### PROBLEM REQUIREMENTS
What is needed here is a verbatim copy of the records that follow.

[Opening RECORDED INFORMATION section]

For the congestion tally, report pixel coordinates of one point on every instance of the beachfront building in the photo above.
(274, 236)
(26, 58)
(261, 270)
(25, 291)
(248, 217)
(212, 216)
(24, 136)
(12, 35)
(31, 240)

[Closing RECORDED INFORMATION section]

### TASK OUTPUT
For the congestion tally, report pixel coordinates of one point on every instance of the beachfront building in the photo above.
(274, 236)
(26, 58)
(261, 270)
(25, 291)
(248, 217)
(212, 216)
(24, 136)
(12, 35)
(31, 240)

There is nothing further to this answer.